TASK ITEM
Report how many lines in the material below contain the word "then", matching case exactly. Give only the number.

STUDY MATERIAL
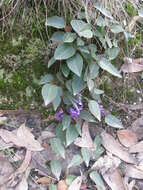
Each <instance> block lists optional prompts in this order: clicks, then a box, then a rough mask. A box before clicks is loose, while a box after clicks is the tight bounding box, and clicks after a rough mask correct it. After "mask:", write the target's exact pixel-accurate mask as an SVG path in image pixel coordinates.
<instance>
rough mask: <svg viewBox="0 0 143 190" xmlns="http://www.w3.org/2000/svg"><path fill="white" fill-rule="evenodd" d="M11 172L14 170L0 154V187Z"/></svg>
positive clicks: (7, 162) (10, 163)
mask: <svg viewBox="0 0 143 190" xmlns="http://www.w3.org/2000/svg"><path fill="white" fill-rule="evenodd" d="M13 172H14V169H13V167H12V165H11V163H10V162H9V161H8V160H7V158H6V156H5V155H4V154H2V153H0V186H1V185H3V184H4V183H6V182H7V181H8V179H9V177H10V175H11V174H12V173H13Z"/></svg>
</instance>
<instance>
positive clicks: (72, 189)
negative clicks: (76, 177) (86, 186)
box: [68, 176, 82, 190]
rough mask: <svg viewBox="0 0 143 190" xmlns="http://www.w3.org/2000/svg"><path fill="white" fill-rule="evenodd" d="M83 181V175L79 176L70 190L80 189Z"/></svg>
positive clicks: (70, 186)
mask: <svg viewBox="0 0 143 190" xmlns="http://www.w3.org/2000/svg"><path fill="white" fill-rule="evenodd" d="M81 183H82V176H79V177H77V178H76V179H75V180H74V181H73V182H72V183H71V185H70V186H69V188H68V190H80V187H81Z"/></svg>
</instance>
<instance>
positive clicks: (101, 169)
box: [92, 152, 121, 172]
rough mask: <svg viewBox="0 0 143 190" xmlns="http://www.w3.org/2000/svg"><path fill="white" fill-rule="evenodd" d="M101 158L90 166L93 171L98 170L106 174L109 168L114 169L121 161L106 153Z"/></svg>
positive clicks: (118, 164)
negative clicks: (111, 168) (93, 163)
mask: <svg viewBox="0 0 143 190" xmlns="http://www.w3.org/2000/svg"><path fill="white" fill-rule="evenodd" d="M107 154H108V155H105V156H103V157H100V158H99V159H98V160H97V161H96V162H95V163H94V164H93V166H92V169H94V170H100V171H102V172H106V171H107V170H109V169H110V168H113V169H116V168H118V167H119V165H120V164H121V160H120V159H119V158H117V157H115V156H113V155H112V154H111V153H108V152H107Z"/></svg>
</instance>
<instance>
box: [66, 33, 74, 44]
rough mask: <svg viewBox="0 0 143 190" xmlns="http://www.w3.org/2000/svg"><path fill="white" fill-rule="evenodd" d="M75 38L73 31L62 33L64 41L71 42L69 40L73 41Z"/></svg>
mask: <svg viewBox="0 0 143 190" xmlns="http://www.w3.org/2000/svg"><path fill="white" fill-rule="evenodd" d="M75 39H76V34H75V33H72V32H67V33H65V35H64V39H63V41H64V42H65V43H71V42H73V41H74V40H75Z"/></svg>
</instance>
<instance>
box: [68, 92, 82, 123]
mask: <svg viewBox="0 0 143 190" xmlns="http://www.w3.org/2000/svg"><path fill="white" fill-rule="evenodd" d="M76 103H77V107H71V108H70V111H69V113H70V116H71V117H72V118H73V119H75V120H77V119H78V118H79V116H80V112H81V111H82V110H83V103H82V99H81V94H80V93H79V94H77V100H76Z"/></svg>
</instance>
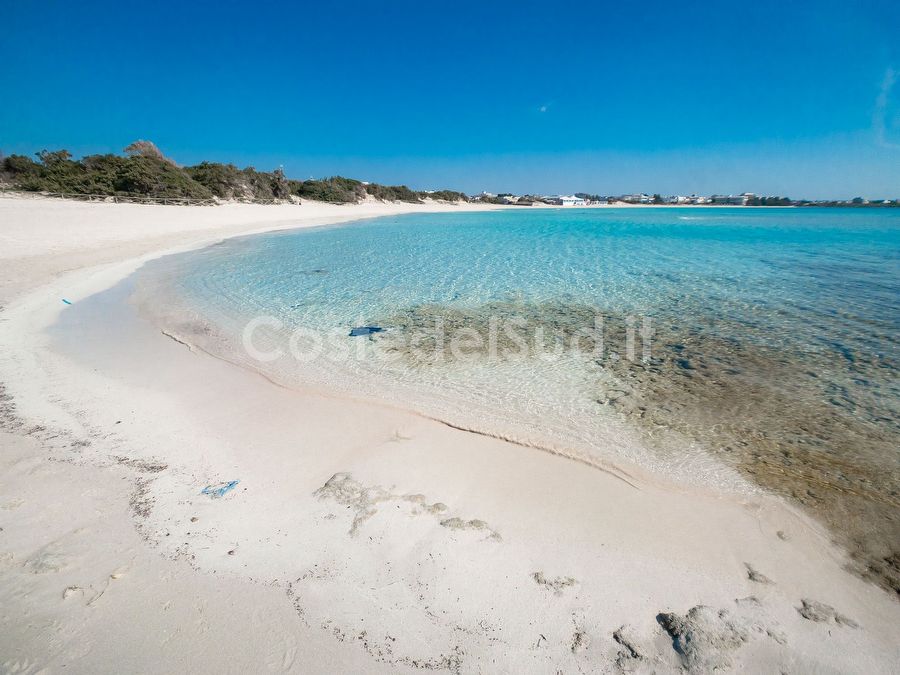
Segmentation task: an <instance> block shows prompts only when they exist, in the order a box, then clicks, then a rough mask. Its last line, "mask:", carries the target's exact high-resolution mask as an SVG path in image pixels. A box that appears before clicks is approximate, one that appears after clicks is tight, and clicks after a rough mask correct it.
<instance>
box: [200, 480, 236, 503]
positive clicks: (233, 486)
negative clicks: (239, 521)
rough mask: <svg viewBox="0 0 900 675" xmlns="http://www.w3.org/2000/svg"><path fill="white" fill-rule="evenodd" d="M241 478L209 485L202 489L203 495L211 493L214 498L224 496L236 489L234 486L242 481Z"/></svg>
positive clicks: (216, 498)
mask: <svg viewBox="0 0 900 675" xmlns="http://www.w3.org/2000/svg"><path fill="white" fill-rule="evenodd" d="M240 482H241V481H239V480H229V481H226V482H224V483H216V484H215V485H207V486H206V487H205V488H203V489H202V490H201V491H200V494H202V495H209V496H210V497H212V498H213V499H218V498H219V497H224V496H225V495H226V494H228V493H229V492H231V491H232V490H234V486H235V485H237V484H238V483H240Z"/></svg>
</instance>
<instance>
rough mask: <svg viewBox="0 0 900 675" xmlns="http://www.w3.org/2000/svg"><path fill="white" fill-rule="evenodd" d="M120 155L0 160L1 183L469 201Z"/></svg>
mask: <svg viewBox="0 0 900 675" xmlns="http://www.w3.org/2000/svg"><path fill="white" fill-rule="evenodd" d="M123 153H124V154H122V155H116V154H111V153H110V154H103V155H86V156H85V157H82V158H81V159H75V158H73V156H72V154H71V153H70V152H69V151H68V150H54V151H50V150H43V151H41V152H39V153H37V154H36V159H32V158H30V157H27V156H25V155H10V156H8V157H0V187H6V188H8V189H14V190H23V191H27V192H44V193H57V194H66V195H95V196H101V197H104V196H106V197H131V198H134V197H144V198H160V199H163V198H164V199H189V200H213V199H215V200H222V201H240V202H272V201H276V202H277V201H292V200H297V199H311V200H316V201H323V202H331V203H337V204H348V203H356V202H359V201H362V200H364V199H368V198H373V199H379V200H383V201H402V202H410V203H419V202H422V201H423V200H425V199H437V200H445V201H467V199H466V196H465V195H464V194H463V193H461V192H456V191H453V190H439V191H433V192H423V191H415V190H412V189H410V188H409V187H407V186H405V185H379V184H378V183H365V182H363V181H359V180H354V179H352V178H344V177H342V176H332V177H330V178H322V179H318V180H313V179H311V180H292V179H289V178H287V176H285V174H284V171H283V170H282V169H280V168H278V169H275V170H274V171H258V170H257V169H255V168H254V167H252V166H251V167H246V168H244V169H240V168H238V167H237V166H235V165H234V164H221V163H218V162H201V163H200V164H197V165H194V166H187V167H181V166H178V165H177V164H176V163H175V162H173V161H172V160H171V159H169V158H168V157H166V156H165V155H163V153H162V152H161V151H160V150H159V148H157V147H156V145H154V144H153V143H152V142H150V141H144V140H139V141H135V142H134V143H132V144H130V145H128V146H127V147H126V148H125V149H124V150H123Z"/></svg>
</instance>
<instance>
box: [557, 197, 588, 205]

RESULT BELOW
2